■ FRAGMENTO DEL TEXTO:
•••
Estas interpretaciones claramente han sido gasolina pura para los incendiarios opositores al pontífice quienes erigen hogueras retóricas para desacreditar de una vez por todas al máximo jerarca de la Iglesia católica. El asunto, en efecto, no es menor; pero tampoco tiene un grado catastrófico como se vende.

En primer lugar, el tema del destino del alma humana siempre ha apasionado más a los poetas, escritores y predicadores, que a los teólogos, creyentes y pastores; quizá porque a los primeros les motivan más las descripciones dramáticas, emotivas y estremecedoras, mientras a los segundos les basta cuestionarse su relación con Dios. Como sea, en el fondo, el ‘más allá’ no es un asunto en el que se esté enteramente de acuerdo; por lo menos no respecto a las cualidades específicas de los destinos clásicos de la narración católica: cielo, limbo, purgatorio e infierno.

En la historia de la religión católica han existido muchas visiones místicas sobre estos destinos y no han faltado las disonancias incluso entre pontífices. Por ejemplo, en 1999, san Juan Pablo II compartió su idea de que “el infierno, más que un lugar, indica una situación” de estar lejos de Dios; y aseveró que aunque “la condenación es una posibilidad real” es imposible saber cuáles –o si alguno– de los seres humanos han quedado implicados efectivamente en ella. De este modo, el Papa polaco hacía eco de la famosa frase del teólogo Urs von Balthazar: “El infierno existe, pero podría estar vacío”.

Más adelante Benedicto XVI dijo algo semejante sobre el purgatorio: “No es un lugar sino un fuego interior que purifica el alma del pecado”. En contraste con las alegorías del purgatorio de la literatura católica medieval (tormentos de privación, remordimiento e inflamación), el Papa alemán sugirió considerarlo como “la experiencia interior del hombre en su camino hacia la eternidad”.
•••
■ REGISTROS ALMACENADOS:
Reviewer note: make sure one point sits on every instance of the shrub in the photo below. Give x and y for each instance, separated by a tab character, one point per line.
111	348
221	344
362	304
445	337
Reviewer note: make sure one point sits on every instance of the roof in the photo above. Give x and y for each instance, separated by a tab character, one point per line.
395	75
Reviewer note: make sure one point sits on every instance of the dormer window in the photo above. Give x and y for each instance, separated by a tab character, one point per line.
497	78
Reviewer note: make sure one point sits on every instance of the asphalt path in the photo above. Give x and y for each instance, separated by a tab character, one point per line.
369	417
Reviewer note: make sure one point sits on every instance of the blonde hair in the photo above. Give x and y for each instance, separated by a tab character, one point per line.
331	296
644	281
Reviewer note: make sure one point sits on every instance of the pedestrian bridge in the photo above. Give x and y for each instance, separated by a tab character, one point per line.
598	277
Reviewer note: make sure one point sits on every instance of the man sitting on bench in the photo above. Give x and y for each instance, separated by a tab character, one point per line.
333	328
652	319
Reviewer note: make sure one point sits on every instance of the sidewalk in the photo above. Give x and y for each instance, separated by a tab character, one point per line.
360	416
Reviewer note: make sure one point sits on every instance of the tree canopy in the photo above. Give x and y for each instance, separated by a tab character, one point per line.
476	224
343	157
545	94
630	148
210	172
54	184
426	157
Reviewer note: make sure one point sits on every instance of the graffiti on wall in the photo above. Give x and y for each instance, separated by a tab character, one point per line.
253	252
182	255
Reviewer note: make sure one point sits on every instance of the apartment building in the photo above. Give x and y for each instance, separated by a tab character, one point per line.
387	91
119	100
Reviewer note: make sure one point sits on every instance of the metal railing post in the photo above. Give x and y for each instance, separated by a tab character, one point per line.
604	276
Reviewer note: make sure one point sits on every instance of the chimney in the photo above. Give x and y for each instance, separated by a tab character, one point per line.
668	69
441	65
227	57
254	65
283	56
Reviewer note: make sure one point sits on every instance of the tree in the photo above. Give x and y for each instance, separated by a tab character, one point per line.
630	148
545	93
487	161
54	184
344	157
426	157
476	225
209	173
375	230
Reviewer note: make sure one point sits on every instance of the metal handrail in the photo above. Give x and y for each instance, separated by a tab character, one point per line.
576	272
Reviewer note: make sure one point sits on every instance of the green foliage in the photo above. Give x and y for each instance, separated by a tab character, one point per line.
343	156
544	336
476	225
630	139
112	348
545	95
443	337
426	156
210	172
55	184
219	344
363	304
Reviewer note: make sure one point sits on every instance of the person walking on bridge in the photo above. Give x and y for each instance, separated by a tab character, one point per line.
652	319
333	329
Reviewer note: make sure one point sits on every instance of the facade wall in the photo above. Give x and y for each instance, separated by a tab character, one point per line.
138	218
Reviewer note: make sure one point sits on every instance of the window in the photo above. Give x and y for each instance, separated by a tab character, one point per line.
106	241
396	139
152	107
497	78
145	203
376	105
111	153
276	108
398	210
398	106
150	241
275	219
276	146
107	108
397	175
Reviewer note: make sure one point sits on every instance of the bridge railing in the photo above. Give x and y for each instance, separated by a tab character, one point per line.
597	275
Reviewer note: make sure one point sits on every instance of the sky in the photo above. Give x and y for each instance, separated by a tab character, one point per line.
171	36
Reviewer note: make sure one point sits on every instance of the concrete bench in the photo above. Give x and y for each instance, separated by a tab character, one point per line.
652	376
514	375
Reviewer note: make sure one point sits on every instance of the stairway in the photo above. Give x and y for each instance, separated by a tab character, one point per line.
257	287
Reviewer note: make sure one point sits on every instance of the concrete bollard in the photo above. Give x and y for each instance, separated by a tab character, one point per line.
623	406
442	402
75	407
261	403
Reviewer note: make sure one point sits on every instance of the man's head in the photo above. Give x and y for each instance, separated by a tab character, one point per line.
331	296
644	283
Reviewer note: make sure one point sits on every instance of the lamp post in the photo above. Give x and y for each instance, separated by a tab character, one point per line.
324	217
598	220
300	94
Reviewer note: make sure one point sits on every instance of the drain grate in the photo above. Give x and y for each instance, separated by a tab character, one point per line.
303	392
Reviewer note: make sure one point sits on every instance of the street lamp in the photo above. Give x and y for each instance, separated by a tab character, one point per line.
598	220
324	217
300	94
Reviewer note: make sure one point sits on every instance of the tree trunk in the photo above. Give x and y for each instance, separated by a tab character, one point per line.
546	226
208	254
•••
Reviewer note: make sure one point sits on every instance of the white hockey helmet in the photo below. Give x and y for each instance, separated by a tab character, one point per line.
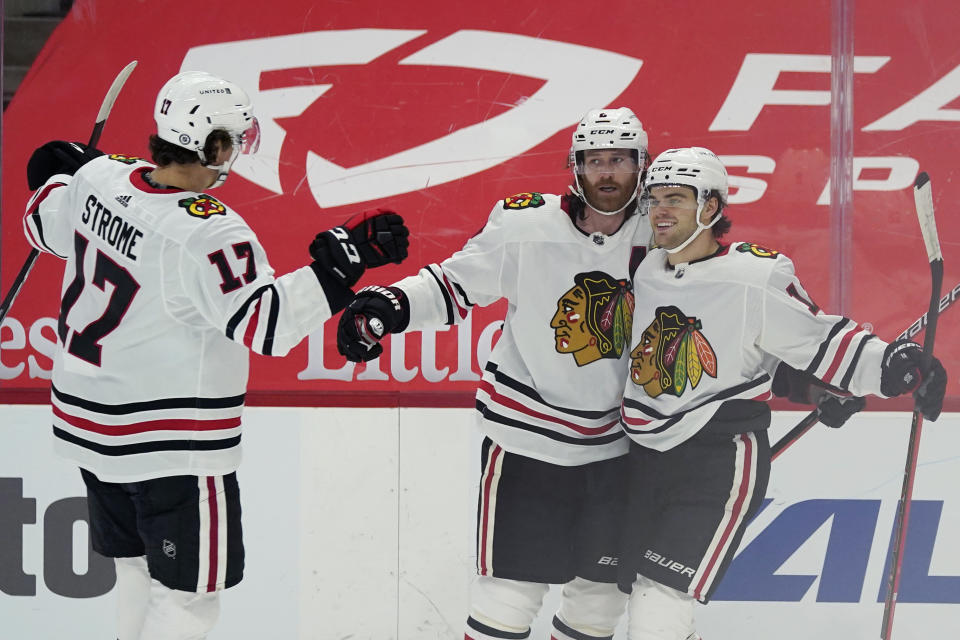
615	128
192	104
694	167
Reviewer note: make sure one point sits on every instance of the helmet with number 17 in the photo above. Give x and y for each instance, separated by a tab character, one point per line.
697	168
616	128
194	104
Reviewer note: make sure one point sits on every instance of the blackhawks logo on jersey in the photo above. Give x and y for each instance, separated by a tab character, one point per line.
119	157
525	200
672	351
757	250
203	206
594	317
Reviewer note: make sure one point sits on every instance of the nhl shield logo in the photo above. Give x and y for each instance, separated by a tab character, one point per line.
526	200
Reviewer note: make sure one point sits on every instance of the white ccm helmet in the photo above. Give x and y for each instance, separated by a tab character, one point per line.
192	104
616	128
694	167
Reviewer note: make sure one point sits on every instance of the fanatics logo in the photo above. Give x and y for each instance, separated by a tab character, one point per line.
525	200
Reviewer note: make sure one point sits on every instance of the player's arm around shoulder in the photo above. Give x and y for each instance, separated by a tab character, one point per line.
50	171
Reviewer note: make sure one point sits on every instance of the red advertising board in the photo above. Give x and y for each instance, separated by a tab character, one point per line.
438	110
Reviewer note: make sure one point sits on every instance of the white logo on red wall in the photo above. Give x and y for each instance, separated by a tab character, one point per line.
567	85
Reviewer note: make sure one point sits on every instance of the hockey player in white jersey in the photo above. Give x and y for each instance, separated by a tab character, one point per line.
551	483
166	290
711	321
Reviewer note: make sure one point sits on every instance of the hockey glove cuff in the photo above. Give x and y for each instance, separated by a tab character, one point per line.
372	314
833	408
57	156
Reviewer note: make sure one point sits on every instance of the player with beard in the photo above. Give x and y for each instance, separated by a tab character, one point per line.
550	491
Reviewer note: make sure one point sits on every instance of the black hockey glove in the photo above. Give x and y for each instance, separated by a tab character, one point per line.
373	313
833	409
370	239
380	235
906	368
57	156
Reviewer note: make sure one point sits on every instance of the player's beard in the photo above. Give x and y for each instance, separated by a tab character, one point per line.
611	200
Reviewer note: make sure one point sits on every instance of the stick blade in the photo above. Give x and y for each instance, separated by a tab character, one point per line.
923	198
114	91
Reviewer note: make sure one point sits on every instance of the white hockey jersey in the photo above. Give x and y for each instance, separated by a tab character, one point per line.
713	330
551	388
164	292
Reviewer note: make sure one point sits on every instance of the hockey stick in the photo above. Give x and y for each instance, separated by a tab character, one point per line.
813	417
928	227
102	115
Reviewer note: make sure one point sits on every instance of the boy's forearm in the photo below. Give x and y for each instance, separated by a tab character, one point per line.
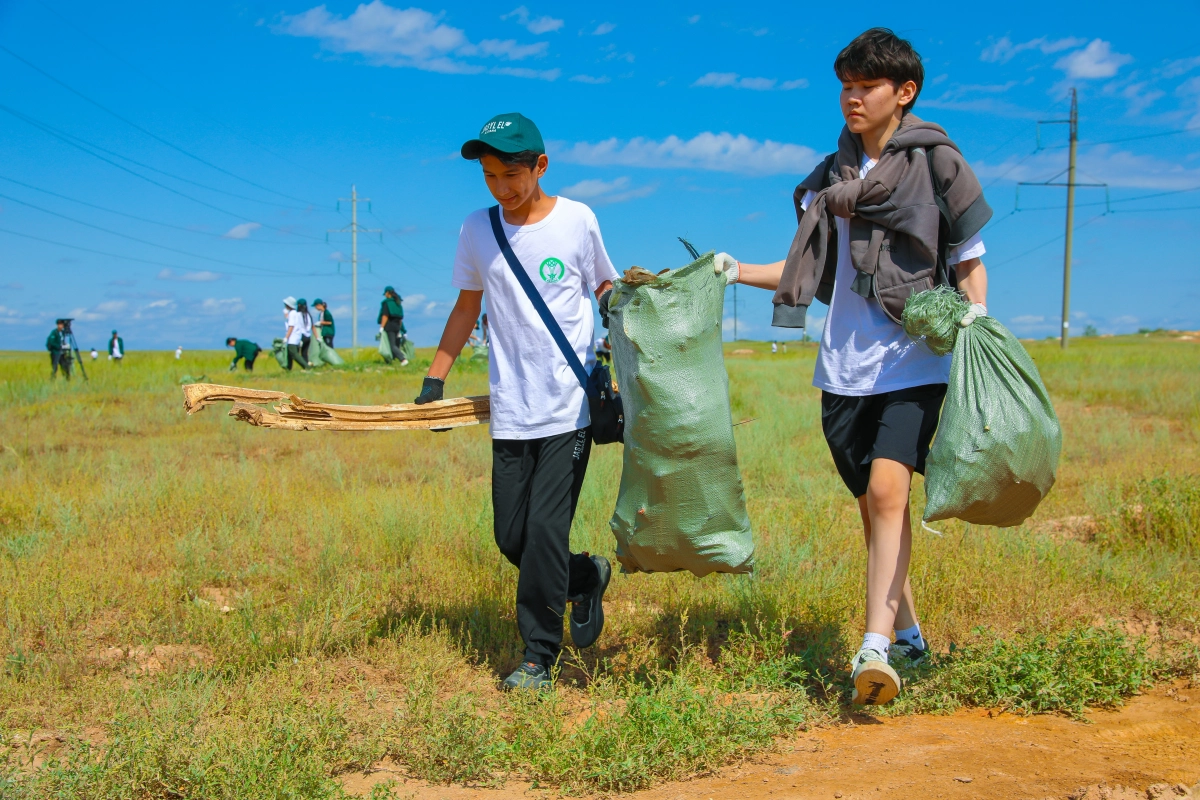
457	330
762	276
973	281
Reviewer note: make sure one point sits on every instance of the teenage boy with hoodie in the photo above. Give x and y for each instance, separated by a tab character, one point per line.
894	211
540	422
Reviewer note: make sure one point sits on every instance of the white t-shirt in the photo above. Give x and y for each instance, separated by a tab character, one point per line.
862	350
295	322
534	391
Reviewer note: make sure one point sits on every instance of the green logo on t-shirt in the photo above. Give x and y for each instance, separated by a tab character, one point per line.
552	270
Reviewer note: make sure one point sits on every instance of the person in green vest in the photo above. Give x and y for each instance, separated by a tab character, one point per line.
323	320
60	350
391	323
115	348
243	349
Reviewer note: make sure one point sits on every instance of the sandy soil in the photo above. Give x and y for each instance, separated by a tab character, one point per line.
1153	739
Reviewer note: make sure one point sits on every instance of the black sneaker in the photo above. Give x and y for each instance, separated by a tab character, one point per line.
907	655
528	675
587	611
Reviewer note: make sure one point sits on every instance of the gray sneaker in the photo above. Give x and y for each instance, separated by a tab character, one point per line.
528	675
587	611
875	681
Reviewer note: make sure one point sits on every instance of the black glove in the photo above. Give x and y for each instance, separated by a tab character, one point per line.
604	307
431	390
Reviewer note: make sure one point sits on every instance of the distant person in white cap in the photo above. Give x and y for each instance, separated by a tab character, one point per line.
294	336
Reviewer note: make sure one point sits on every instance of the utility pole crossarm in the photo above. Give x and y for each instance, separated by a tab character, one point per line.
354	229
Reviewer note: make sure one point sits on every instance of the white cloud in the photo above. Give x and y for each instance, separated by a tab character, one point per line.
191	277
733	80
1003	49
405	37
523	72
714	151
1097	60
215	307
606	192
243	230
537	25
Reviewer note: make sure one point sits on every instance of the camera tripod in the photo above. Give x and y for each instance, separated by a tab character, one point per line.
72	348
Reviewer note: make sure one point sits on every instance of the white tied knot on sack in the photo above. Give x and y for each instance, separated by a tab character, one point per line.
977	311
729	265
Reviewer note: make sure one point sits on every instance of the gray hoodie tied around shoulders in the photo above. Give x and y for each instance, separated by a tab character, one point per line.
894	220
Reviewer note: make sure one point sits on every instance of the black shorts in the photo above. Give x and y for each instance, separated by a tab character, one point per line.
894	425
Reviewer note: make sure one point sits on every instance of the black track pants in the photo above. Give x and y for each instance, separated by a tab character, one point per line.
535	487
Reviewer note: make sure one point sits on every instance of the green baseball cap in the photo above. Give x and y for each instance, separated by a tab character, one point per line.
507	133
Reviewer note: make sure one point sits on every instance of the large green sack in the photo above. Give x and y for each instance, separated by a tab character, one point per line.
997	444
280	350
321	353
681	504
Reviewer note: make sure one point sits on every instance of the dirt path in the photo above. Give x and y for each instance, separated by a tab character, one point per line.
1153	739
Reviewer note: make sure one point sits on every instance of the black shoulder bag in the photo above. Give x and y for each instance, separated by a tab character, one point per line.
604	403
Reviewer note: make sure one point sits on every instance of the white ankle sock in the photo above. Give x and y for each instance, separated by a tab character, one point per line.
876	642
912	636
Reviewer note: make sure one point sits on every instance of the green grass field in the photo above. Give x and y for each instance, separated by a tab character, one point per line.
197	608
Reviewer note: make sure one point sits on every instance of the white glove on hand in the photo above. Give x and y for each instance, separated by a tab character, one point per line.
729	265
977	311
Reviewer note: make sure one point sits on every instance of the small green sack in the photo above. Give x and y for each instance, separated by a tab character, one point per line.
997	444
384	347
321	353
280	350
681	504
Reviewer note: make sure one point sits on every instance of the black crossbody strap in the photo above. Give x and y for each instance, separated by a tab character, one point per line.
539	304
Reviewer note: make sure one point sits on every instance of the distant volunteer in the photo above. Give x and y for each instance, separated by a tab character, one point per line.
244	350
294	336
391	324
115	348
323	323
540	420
•••
■ EJERCICIO PLANTEADO 1:
Según el fragmento del texto, ¿qué dijo Benedicto XVI que es el purgatorio?
■ EJERCICIO PLANTEADO 2:
Enumera todas las filas de arriba que contengan la palabra "stick".

■ RESPUESTA ESPERADA 1:
Dijo que no es un lugar sino un fuego interior que purifica el alma del pecado.

■ RESPUESTA ESPERADA 2:
Reviewer note: make sure one point sits on every instance of the stick blade in the photo above. Give x and y for each instance, separated by a tab character, one point per line.
Reviewer note: make sure one point sits on every instance of the hockey stick in the photo above. Give x and y for each instance, separated by a tab character, one point per line.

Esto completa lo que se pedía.